■ **Stated problem**
Collect every line of the records below that contains the word "water".

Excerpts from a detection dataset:
++++

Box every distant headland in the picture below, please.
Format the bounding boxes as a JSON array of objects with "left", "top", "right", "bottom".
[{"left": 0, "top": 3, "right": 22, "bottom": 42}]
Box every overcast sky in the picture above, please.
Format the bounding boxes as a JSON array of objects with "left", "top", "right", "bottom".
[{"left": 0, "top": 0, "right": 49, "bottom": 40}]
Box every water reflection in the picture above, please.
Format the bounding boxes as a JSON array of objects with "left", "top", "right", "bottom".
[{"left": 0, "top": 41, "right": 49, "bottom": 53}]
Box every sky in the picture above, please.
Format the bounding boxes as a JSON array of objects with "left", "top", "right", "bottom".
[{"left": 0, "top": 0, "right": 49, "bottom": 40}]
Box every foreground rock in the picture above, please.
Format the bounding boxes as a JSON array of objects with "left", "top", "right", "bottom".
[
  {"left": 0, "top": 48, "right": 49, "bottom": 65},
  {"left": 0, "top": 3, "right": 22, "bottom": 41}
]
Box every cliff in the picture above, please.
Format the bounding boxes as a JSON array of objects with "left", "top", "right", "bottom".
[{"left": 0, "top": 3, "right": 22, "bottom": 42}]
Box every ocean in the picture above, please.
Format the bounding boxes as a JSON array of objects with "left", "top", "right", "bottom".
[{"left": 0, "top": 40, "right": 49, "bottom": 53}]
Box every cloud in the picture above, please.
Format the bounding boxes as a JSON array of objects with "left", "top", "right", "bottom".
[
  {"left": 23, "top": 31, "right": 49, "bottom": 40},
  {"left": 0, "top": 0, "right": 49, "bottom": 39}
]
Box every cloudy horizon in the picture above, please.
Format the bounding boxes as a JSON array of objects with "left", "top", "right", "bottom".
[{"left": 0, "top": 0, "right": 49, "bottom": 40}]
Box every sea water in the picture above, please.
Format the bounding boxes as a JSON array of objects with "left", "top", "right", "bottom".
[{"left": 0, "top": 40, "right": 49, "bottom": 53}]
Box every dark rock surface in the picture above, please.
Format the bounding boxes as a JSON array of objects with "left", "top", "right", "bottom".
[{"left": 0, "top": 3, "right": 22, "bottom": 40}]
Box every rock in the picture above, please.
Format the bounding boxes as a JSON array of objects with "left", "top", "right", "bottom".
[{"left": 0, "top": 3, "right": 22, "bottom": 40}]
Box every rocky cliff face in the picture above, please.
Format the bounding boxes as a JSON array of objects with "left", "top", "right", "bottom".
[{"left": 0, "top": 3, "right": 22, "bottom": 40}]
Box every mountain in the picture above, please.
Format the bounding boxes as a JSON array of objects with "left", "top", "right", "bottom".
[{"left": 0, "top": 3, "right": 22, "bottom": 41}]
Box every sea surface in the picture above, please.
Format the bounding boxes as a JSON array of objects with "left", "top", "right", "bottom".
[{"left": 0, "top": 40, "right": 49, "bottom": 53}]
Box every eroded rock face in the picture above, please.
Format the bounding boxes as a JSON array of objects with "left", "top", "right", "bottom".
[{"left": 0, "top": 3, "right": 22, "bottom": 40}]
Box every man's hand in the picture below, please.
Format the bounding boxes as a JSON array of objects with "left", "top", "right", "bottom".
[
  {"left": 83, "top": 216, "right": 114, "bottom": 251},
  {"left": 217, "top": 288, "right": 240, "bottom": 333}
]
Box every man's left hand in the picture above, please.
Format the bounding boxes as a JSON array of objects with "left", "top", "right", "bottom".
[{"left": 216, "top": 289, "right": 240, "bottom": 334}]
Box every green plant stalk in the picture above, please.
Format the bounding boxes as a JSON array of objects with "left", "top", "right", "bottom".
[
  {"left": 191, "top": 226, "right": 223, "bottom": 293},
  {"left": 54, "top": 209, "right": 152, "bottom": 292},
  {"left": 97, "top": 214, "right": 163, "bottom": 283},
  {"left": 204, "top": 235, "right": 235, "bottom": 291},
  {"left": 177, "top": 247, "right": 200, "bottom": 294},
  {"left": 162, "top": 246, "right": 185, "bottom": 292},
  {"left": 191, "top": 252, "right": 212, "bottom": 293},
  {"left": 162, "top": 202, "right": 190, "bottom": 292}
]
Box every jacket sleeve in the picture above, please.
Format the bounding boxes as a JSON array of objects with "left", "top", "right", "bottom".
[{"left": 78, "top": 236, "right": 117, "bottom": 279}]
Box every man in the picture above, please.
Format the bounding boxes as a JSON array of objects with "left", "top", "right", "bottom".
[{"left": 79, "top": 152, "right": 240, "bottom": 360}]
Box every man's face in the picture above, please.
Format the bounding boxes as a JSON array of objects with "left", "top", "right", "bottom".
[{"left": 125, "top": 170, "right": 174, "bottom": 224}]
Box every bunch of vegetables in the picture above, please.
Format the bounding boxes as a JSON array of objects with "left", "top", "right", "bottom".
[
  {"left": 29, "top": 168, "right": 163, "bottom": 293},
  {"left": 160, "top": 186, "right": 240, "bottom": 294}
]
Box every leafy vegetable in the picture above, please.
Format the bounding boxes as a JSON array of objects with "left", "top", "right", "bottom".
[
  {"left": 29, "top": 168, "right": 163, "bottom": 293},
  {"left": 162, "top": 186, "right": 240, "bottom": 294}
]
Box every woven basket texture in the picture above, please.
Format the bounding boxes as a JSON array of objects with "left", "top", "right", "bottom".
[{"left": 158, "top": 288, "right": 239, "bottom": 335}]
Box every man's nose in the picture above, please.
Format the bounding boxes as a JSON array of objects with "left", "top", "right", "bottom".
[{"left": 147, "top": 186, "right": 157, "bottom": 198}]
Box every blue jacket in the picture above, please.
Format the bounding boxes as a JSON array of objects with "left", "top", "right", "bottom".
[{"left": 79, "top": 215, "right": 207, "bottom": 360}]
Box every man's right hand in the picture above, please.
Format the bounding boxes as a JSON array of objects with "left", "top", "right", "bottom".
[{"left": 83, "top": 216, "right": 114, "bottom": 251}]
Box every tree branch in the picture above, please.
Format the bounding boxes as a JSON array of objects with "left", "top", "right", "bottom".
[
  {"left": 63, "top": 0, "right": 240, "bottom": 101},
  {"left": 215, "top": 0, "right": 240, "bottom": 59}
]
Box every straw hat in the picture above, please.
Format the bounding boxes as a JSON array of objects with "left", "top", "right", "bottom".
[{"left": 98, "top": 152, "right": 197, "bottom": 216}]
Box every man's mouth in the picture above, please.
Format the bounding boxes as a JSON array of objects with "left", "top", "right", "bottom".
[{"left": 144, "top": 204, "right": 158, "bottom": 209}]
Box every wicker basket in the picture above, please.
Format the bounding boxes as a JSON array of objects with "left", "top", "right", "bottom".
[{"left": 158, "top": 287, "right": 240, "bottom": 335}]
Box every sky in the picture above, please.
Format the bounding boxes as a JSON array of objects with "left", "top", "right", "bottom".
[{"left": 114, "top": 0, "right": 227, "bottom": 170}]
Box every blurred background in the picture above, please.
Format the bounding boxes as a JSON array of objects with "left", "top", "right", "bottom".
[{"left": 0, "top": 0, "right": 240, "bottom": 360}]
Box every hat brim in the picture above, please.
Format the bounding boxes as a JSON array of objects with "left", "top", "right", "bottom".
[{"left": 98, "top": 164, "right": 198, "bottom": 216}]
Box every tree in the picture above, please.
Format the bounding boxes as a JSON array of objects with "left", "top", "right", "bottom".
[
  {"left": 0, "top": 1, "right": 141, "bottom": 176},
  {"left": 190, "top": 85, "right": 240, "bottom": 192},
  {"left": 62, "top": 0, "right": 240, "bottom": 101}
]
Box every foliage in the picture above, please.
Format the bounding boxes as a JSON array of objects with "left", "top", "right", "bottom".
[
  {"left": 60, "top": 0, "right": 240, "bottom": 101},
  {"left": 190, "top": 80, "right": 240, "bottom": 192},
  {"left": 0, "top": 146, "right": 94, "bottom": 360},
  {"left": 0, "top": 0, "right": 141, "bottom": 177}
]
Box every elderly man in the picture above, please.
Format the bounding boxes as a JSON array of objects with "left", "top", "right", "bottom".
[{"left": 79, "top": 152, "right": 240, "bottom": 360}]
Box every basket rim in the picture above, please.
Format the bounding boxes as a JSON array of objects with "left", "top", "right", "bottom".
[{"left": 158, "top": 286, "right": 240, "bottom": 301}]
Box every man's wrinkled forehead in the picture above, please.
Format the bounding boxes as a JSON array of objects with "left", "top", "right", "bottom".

++++

■ **Correct response**
Box every water reflection in the picture above, please.
Box every sea water in the picture above, please.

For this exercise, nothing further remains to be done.